Task requirements:
Rewrite the rows below, from the line with "eye. We're using it for model evaluation." through the end of the rows, both included, with the requests copied unchanged. Scale every bounding box coordinate in the answers by 1.9, round each to a whole number with halves going up, and omit the pictures.

Region labeling records:
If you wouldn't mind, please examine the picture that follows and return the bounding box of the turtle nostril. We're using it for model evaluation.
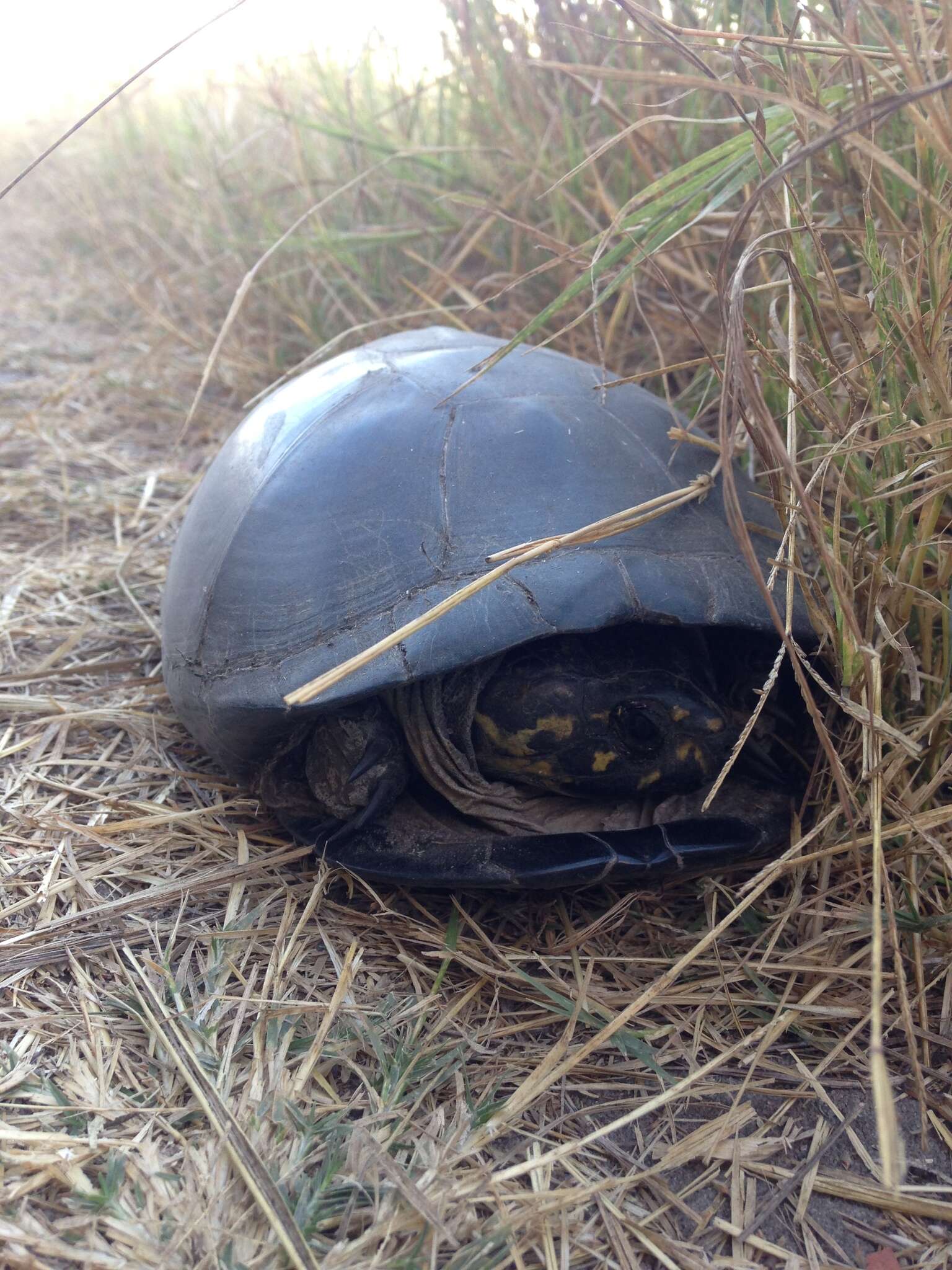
[609,701,664,755]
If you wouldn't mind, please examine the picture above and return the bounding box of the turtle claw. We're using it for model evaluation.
[325,815,770,890]
[346,737,392,785]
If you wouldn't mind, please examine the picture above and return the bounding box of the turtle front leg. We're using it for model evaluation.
[305,699,410,843]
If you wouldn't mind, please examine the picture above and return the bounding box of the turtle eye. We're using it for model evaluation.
[609,701,664,755]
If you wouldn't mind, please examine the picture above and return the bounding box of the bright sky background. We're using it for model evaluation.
[0,0,446,126]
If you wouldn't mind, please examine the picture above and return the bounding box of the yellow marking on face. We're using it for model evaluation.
[474,713,575,758]
[677,740,707,772]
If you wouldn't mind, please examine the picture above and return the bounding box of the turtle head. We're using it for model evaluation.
[472,640,734,799]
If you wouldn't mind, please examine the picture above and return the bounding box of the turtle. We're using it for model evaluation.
[161,326,813,888]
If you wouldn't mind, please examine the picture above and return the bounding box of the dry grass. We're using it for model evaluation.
[0,0,952,1270]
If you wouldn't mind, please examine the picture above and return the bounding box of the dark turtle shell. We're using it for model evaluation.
[162,326,810,884]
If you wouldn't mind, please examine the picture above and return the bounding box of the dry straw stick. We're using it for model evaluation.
[120,946,320,1270]
[284,474,712,706]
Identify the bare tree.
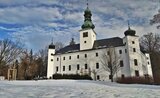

Full answer:
If you wouldn't mind, please examine the picture above and return the bounding box of the turtle eye. We're using it for model evaluation.
[1157,1332,1262,1435]
If you wouldn't mind, please examine the picture above and return the bounding box of the bright sky background. We're using it for model evaluation.
[0,0,847,239]
If you wouldn't mind, please examine the picture above and return the bounding box of the yellow marking on face. We're using it for model evaluation.
[901,1355,1093,1440]
[1286,1406,1343,1467]
If you wouldn't mind, please examine the picture above and return the bounding box of the turtle head. We're using it for model evaluation.
[897,1216,1395,1518]
If you wouldn't mind, please examine the picture above and return the bounding box of the turtle. We're using it for model evaluation.
[306,619,1545,1687]
If you wouldn't mind, please examine the picture above and return the bounding box of the dry grass. We're using it for model evaluation.
[0,0,1809,2413]
If you wouldn't mind, please examine the picture above and return the bounding box of the dark turtle shell. We're using it for model evaluation.
[308,619,1539,1680]
If you wouldn't mind, please examine the picture above and return the bounding box of the dry straw stick. We're using it for model evaluation.
[228,1797,608,2413]
[540,901,1353,1341]
Identify the bare tree.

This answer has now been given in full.